[Provided data]
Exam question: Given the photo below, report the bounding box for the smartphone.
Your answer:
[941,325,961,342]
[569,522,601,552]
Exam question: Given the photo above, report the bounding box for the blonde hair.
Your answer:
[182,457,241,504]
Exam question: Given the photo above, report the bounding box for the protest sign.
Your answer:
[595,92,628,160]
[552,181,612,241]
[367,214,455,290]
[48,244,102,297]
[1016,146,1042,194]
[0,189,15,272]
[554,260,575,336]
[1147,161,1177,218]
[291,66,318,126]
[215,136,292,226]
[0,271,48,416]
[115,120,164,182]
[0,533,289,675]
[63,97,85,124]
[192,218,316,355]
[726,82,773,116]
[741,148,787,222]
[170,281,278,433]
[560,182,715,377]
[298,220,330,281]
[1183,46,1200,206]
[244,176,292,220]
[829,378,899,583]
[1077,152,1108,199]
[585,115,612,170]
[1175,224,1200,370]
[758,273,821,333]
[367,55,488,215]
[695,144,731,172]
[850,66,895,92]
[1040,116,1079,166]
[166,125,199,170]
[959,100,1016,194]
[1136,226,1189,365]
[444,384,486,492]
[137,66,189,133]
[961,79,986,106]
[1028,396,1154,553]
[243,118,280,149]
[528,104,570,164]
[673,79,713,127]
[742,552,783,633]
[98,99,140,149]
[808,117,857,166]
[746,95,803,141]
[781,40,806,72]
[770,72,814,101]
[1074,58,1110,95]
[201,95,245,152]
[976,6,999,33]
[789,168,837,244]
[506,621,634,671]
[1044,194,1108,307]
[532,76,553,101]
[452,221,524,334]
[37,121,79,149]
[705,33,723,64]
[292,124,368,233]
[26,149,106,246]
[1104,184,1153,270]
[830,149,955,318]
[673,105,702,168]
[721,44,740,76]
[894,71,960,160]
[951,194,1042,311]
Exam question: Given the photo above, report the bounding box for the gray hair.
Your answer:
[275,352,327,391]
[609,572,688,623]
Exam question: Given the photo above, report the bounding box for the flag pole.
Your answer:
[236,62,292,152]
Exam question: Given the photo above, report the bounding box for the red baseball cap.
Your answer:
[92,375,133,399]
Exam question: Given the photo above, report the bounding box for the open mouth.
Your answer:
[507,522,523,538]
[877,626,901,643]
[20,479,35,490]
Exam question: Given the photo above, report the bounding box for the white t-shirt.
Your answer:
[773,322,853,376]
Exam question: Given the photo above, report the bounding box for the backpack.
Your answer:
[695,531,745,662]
[/Provided data]
• **Problem description**
Reproduce word for word the material above, starting with the line that has "the protest sign." and stopping after the line that has "the open mouth.".

• **Result for this task**
Exam question: Given the photo above, report the bounding box for the protest sign.
Your answer:
[595,92,628,160]
[552,181,612,241]
[367,214,455,290]
[48,244,102,297]
[1016,146,1042,194]
[0,189,15,272]
[554,260,575,336]
[1147,161,1177,218]
[291,66,318,126]
[215,136,292,226]
[0,271,48,416]
[115,120,164,182]
[0,533,289,675]
[63,97,85,124]
[192,218,316,355]
[726,82,773,116]
[741,148,787,222]
[170,281,278,433]
[560,182,715,377]
[298,220,330,281]
[1183,46,1200,206]
[244,176,292,220]
[829,378,899,583]
[1077,152,1108,199]
[585,115,612,170]
[1175,224,1200,370]
[758,273,821,333]
[367,55,488,215]
[695,144,731,172]
[850,66,895,92]
[1040,116,1079,166]
[166,125,199,170]
[959,100,1016,194]
[1136,226,1189,365]
[444,384,486,492]
[137,66,189,133]
[961,79,986,106]
[1028,396,1154,553]
[243,118,280,149]
[528,104,570,164]
[673,79,713,127]
[742,552,783,633]
[98,99,140,149]
[808,117,857,166]
[746,95,803,141]
[781,40,806,72]
[770,72,814,101]
[1074,58,1110,95]
[201,95,245,152]
[976,6,999,33]
[789,168,837,244]
[506,621,634,671]
[1044,194,1108,307]
[532,76,553,101]
[452,221,524,334]
[37,121,79,149]
[705,33,723,64]
[292,124,368,233]
[26,149,106,246]
[1104,184,1153,270]
[830,149,955,318]
[673,105,702,168]
[721,44,740,76]
[894,71,960,160]
[951,194,1042,311]
Exam question: Given the photo above, report the bounding box for the gray hair.
Your answer:
[275,352,327,391]
[609,572,688,623]
Exam question: Given the photo above, report the bounding box for the flag pole.
Your answer:
[236,62,292,152]
Exam question: Given the photo above, report the bounding box for the red baseball cap.
Your answer:
[92,375,133,399]
Exam question: Given the photo above, report the bounding box for the open mouth.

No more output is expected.